Given records:
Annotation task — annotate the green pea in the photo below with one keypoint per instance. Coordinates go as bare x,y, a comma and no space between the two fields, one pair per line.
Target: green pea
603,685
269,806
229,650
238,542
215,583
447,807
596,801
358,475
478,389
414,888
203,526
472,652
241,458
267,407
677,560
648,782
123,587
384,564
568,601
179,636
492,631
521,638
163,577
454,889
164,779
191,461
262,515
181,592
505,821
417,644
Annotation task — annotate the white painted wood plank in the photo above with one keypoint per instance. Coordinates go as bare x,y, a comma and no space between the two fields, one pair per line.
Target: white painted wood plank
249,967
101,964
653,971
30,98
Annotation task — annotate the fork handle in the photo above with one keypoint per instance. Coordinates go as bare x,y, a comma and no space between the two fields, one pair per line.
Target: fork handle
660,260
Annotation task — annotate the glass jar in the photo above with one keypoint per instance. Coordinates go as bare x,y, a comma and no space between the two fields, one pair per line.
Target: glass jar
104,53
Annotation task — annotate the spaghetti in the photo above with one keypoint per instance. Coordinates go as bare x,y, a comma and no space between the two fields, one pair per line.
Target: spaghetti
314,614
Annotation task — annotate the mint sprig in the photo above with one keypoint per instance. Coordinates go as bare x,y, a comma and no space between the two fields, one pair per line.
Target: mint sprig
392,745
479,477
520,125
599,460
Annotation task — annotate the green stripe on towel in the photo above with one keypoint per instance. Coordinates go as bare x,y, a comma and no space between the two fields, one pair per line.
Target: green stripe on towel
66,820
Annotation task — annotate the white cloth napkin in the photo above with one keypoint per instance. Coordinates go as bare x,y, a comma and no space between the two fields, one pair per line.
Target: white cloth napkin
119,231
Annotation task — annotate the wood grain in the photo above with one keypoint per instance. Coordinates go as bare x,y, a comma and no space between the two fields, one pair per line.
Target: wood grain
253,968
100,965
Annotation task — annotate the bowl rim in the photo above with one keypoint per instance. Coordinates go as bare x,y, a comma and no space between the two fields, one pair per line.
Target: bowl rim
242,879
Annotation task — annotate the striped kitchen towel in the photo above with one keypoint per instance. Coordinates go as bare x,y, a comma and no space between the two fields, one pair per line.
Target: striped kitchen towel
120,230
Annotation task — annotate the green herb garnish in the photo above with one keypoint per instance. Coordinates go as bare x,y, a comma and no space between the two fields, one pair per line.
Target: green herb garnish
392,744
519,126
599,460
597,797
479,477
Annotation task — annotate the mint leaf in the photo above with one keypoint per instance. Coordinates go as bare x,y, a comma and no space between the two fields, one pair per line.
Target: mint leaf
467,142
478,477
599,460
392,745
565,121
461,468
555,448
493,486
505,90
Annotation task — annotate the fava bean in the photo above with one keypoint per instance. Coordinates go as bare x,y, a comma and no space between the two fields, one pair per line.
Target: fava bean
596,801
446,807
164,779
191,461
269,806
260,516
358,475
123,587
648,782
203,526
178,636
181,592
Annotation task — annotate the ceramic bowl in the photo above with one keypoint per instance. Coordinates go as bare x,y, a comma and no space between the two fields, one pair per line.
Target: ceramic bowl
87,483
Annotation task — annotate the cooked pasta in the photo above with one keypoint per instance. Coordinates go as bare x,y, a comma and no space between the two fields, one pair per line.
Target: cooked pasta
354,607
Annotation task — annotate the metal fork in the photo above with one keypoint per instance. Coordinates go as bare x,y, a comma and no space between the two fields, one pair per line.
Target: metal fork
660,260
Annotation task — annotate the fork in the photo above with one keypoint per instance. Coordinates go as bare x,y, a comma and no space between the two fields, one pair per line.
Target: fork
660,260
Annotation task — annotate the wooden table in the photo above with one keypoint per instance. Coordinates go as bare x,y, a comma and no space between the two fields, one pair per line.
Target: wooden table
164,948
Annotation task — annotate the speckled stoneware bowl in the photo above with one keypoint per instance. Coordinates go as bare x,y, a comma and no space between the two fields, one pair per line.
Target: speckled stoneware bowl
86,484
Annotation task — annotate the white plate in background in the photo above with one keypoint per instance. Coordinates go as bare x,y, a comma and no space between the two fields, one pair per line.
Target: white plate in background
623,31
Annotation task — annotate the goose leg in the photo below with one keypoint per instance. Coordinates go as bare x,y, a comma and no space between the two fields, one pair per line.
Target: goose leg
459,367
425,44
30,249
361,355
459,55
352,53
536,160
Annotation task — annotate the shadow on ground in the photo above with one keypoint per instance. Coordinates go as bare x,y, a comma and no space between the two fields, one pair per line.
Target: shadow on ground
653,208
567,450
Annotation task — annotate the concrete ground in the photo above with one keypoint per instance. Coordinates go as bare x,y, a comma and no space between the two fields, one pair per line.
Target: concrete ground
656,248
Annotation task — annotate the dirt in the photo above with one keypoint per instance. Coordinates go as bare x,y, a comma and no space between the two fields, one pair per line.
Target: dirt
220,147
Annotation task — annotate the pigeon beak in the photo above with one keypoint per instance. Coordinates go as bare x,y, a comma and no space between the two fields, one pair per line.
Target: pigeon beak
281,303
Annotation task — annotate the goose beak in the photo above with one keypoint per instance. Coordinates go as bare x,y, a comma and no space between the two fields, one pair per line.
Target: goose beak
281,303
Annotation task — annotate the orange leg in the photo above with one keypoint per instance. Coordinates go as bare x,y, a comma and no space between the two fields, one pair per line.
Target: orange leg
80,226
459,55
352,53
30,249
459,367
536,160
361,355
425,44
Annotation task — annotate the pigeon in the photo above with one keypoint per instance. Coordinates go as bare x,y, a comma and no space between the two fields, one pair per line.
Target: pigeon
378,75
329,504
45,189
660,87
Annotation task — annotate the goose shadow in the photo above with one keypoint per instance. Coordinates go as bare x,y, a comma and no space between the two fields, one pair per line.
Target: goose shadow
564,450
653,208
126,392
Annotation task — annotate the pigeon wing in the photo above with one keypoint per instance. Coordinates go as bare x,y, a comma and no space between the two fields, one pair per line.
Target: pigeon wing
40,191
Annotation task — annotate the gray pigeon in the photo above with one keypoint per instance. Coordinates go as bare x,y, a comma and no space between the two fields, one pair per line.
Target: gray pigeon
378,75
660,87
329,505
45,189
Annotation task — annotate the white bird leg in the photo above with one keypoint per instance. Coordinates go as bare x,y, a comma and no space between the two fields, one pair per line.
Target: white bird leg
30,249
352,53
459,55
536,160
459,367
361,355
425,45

Your objective: Each line above that contains the word "below" counts once; give the total and no other text.

Worked solution: 2